_PAGE_
-- Start --
The instruction let \(a:=b\) assigns the value of \(b\) to \(a\text{.}\) For example after the instruction let \(a:=5\text{,}\) the variable \(a\) has the value \(5\text{.}\) Assume that the variable \(a\) has the value \(5\) ; then after let \(a:=a+1\text{,}\) the variable \(a\) has the value \(6\text{.}\) This occurs because we first evaluate that \(a +1\) is \(6\) (since \(a = 5\)) and then assign \(6\) to the variable \(a\text{.}\)
In the video in Figure 2.23 we introduce the assignment instruction let_:= and give first examples.
Figure 2.23. Algorithms -- The Assignment \(let\) (by Matt Farmer and Stephen Steward)
The assignment instruction let_:= can be used in two ways. We can assign a value to a variable that did not have a value so far or we can assign new value to an existing variable, that we change the value of an existing variable.

Example 2.24. Uses of let _ \(:=\).

We give examples for the use of the instruction let _ \(:=\text{.}\)
  1. The easiest use of let is to assign a value to a variable, for example we can use it to assign the value \(0\) to \(i\) :
    let \(i:=0\)
    After this instruction the value of the variable \(i\) is \(0\text{.}\)
-- End --
_JOB 1_
List every variable name that appears in the passage on the assignment instruction.
_JOB 2_
According to the passage on the assignment instruction, who made the video shown in Figure 2.23?
_JOB 3_
Print the stretch of the passage on the assignment instruction from "The instruction let \(a:=b\)" through "an existing variable.".

_RECORDED INFORMATION_
-- Start --
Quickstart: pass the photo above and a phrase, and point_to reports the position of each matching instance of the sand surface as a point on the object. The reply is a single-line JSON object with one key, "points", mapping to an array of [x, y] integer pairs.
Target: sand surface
-- End --
_FULL OUTPUT 1_
a, b, i

_FULL OUTPUT 2_
Matt Farmer and Stephen Steward

_FULL OUTPUT 3_
The instruction let \(a:=b\) assigns the value of \(b\) to \(a\text{.}\) For example after the instruction let \(a:=5\text{,}\) the variable \(a\) has the value \(5\text{.}\) Assume that the variable \(a\) has the value \(5\) ; then after let \(a:=a+1\text{,}\) the variable \(a\) has the value \(6\text{.}\) This occurs because we first evaluate that \(a +1\) is \(6\) (since \(a = 5\)) and then assign \(6\) to the variable \(a\text{.}\)
In the video in Figure 2.23 we introduce the assignment instruction let_:= and give first examples.
Figure 2.23. Algorithms -- The Assignment \(let\) (by Matt Farmer and Stephen Steward)
The assignment instruction let_:= can be used in two ways. We can assign a value to a variable that did not have a value so far or we can assign new value to an existing variable, that we change the value of an existing variable.